=== Data extract ===
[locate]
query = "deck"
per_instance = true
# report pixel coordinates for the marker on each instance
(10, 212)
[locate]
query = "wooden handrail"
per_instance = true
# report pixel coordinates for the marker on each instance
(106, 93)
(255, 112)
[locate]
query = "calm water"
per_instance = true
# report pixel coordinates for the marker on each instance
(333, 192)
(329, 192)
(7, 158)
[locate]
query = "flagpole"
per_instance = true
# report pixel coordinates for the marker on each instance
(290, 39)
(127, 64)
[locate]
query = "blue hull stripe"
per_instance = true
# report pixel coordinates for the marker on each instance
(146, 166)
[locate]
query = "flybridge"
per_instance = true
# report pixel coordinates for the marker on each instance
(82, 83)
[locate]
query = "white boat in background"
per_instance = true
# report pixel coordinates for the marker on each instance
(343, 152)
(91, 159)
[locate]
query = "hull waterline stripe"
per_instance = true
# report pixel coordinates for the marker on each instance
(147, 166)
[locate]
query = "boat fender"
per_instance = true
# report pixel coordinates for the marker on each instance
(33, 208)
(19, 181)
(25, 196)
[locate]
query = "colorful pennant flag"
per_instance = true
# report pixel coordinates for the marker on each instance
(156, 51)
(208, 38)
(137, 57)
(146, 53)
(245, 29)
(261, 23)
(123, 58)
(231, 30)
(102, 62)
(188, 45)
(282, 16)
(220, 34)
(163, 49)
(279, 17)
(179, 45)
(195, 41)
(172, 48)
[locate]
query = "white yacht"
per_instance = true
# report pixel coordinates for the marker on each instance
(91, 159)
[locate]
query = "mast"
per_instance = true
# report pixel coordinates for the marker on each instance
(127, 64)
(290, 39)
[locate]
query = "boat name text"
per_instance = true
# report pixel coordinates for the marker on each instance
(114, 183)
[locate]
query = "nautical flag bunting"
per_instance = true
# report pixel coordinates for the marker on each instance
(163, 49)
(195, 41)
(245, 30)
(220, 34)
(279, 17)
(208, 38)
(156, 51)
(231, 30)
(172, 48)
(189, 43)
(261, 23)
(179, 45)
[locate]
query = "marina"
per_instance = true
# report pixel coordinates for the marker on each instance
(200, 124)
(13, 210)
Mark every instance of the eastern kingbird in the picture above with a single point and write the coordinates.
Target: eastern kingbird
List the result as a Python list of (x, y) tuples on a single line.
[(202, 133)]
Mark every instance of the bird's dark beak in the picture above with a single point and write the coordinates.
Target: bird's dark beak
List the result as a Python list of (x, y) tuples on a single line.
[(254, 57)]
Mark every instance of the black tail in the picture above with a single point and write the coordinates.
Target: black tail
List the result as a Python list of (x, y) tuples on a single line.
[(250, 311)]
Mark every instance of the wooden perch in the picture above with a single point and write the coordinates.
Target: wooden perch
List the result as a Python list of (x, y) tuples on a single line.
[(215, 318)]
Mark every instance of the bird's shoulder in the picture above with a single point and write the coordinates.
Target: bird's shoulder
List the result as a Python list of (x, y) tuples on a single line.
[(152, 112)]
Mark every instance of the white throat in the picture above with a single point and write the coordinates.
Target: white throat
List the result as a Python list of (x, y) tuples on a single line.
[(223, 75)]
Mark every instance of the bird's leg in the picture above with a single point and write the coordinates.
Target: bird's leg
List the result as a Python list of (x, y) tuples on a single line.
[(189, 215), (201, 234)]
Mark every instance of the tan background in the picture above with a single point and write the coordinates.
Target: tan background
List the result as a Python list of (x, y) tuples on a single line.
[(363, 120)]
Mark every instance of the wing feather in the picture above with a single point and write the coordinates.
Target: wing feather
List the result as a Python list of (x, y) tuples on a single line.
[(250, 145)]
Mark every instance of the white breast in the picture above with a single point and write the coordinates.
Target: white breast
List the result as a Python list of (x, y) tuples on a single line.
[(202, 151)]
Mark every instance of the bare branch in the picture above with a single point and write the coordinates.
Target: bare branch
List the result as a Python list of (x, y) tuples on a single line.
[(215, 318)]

=== Task to complete ===
Write out the lines above from the one containing "Mark every instance of the bird's leg" through the last, exactly as they are.

=== Answer ===
Mark every instance of the bird's leg in the picture above with a single point and write the coordinates.
Target: bird's leg
List the result as a Python list of (x, y) tuples on a single line.
[(189, 215), (201, 234)]
Mark every instance of the tan background in the picture above with a single point and write the coordinates.
Target: tan background
List the result as a Python list of (x, y) tuples on a single line.
[(363, 120)]
Mark every instance of the wing feather in the picture above with a single point and write the coordinates.
Target: wing feather
List the result as a Python list of (x, y) tuples on a single line.
[(250, 145)]
Mark every instance of the white breast in the picture above with a single point and write the coordinates.
Target: white breast
List the result as a Python list of (x, y) tuples on a single line.
[(202, 151)]
Mark every instance of the bare branch in the picture above with a single point and write the coordinates.
Target: bare branch
List the result as a Python list of (x, y) tuples on a single line.
[(215, 318)]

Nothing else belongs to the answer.